Information supplied:

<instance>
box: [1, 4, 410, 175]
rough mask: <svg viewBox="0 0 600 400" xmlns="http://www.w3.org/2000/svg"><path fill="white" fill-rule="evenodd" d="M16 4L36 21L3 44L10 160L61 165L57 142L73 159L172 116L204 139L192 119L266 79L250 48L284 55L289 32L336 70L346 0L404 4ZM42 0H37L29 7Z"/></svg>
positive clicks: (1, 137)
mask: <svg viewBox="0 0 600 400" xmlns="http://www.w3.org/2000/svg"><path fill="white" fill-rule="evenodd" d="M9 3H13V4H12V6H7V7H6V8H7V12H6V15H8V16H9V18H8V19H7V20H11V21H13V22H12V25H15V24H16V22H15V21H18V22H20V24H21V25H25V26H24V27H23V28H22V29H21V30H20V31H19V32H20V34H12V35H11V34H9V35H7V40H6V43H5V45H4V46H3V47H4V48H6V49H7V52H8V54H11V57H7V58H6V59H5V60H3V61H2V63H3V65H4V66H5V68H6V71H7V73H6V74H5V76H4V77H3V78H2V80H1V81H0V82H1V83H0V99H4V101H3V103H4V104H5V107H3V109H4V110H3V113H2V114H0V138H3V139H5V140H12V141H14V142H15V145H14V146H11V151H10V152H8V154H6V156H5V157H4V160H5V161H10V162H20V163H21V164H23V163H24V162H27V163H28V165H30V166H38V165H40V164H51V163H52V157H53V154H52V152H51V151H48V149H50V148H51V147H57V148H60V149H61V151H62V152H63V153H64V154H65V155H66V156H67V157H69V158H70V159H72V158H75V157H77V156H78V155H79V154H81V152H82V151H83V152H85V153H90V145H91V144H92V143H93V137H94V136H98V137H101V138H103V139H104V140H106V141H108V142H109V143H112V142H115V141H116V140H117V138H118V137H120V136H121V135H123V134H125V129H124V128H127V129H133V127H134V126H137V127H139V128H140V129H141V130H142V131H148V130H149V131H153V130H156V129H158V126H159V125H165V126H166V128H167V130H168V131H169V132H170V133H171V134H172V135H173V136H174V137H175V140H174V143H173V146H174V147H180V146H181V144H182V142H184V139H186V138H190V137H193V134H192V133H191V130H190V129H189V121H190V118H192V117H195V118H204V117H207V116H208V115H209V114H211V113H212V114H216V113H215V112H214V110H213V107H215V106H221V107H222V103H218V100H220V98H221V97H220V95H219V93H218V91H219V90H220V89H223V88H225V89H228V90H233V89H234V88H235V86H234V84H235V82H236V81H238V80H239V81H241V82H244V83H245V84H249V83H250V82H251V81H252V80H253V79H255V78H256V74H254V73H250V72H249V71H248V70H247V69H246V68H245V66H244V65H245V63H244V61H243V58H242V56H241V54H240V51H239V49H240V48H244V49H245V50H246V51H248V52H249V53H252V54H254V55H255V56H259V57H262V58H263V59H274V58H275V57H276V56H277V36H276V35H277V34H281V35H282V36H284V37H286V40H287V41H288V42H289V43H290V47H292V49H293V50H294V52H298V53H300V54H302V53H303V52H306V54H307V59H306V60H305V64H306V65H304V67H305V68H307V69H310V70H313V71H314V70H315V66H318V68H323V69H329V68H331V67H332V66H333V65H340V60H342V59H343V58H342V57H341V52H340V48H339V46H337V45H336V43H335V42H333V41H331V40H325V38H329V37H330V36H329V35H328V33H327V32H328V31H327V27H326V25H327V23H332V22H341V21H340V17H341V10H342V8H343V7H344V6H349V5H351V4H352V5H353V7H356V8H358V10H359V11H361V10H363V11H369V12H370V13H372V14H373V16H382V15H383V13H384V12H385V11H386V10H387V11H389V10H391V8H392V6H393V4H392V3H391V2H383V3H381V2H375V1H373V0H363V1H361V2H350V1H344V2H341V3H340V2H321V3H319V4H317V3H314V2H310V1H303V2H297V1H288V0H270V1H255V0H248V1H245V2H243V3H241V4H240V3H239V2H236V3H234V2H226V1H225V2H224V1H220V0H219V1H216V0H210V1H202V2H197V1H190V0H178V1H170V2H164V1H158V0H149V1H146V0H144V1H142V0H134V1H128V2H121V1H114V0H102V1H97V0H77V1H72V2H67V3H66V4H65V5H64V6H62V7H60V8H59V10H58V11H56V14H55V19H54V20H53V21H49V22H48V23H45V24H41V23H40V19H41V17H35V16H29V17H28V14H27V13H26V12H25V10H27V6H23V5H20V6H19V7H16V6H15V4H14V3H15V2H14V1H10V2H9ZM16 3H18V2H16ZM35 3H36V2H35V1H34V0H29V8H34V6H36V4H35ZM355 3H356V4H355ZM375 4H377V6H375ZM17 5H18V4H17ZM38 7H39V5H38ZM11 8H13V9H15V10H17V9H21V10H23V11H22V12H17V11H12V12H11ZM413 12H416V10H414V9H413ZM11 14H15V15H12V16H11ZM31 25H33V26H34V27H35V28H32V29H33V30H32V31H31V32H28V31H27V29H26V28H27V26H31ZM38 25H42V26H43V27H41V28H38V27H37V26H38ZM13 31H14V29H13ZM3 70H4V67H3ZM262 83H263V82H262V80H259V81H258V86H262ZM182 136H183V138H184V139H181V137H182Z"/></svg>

Exercise:
Print the material above verbatim, first line through the line containing "rough mask: <svg", both included.

Response below:
<instance>
box: [1, 4, 410, 175]
rough mask: <svg viewBox="0 0 600 400" xmlns="http://www.w3.org/2000/svg"><path fill="white" fill-rule="evenodd" d="M16 4L36 21L3 44L10 160L61 165L57 142L73 159L172 116L204 139L192 119L266 79L250 48L284 55L289 32L336 70L346 0L404 4ZM42 0H37L29 7Z"/></svg>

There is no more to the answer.